■ Task statement: Count the lines in the listing below that contain the word "Output" and reply with that number alone.

+++ Available data

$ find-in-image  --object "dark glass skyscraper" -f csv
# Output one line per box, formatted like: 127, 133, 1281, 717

++++++
+++ Available data

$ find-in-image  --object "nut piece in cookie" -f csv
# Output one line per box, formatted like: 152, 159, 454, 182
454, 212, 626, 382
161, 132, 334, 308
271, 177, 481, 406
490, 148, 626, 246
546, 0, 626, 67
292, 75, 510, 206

++++++

■ Task result: 2